** What you will do **
Please reproduce everything from "Hormone Therapy" down to "with an ABI." in the passage on dexamethasone in children, word for word.

** Document passage **

Hormone Therapy

Dexamethasone and the Paediatric Population

In the past, literature with adult subjects investigating the use of steroids in severe TBI reported conflicting results. The following studies investigated the effects of dexamethasone on children with an ABI.

Table: Effects of Dexamethasone in Severe TBI


The paediatric data highlights the fact that dexamethasone suppresses endogenous production of glucocorticoids (Fanconi et al. 1988; Kloti et al. 1987), therefore bringing into doubt any beneficial effect of exogenous glucocorticoids. This evidence, along with findings from Dearden et al. (1986) that dexamethasone failed to show difference in outcome in a mixed adult and paediatric sample, underscores the lack of firm data to support the use of these drugs in individuals with brain injury.


There is Level 2 evidence based on three RCTs that administration of dexamethasone inhibits endogenous production of glucocorticoids and has no proven impact on recovery post brain injury.


Administration of dexamethasone inhibits endogenous production of glucocorticoids in children.

Dexamethasone administration has no proven impact on recovery post brain injury in children.

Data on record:
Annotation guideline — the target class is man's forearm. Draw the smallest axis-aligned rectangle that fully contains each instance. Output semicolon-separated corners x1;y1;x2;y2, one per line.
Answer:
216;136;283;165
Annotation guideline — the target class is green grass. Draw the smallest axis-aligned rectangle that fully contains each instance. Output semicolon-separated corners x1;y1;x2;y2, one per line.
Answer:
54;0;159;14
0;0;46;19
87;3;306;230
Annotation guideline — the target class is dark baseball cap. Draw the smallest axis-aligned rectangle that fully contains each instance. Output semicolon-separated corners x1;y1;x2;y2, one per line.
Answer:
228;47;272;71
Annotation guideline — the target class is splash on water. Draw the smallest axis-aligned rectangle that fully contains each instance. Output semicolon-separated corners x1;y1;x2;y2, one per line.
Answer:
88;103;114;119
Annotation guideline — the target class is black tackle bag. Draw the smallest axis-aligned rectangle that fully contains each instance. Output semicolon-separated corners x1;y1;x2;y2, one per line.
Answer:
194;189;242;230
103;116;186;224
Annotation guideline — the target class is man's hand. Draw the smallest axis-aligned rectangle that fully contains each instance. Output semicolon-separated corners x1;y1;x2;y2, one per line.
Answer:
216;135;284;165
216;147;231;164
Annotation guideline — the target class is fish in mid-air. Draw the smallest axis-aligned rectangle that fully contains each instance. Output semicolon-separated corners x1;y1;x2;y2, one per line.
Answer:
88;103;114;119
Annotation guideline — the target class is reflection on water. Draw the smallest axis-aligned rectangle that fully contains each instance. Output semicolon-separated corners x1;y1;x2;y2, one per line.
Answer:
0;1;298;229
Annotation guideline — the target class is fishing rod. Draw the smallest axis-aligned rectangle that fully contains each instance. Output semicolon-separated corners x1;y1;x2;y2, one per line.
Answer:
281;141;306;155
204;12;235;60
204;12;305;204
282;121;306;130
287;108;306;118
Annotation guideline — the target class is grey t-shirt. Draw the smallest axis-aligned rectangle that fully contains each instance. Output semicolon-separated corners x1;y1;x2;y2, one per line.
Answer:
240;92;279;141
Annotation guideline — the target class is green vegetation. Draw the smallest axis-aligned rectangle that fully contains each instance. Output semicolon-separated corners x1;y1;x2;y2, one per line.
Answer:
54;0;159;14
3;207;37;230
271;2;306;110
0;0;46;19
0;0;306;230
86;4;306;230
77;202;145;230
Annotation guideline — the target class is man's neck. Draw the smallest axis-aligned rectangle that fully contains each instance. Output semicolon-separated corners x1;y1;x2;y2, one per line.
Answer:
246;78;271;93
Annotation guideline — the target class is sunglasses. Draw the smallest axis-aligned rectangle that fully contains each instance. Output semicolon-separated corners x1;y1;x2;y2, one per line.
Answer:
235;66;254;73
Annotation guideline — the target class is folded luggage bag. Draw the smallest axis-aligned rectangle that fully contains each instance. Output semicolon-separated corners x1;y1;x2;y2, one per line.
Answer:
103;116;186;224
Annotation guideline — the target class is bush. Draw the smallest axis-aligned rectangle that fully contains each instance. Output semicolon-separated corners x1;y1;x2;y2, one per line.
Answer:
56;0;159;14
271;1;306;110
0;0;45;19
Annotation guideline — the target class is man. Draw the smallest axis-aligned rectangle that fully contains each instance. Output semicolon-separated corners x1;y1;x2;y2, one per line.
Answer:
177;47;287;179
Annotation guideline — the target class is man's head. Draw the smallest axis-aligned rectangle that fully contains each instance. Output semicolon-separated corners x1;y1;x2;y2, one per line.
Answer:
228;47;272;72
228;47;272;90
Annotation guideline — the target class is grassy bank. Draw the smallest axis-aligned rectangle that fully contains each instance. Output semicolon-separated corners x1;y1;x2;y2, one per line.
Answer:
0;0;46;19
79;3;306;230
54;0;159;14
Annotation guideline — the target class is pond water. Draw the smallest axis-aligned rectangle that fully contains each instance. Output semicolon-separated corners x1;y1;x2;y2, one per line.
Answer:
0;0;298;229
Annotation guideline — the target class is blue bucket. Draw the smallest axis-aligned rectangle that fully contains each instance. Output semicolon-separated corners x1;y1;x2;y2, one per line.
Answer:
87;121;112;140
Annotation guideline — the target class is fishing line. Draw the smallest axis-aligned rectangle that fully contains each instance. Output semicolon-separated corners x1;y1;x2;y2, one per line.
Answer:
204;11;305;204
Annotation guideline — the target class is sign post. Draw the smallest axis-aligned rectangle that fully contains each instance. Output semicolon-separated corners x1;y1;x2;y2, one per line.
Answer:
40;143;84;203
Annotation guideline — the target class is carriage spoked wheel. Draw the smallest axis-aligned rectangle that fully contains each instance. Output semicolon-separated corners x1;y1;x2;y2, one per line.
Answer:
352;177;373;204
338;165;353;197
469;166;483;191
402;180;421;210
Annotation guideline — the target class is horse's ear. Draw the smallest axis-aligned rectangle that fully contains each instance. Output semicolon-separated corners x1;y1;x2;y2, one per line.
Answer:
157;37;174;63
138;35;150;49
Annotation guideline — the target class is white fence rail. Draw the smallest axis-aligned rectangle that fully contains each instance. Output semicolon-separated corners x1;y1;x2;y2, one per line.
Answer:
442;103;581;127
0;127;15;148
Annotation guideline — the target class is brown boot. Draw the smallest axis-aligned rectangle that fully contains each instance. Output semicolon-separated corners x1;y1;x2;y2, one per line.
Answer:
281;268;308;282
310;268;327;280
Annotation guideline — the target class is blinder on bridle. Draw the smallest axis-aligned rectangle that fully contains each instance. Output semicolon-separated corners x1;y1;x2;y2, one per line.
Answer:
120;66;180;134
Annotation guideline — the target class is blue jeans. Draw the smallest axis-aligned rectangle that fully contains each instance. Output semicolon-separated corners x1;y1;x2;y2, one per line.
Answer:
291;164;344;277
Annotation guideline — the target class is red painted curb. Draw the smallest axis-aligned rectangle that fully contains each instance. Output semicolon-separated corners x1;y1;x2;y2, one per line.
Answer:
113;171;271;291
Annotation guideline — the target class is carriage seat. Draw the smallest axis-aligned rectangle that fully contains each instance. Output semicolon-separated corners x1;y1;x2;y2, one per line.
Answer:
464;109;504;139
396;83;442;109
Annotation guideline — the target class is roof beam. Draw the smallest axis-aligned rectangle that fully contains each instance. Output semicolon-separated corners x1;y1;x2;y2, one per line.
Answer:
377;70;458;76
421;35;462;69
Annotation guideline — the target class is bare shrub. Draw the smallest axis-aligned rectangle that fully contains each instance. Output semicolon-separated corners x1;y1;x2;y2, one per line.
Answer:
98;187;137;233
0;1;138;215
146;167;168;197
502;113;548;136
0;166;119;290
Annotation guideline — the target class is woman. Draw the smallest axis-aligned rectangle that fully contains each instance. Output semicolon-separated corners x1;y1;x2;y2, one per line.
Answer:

** Response for this exercise **
Hormone Therapy

Dexamethasone and the Paediatric Population

In the past, literature with adult subjects investigating the use of steroids in severe TBI reported conflicting results. The following studies investigated the effects of dexamethasone on children with an ABI.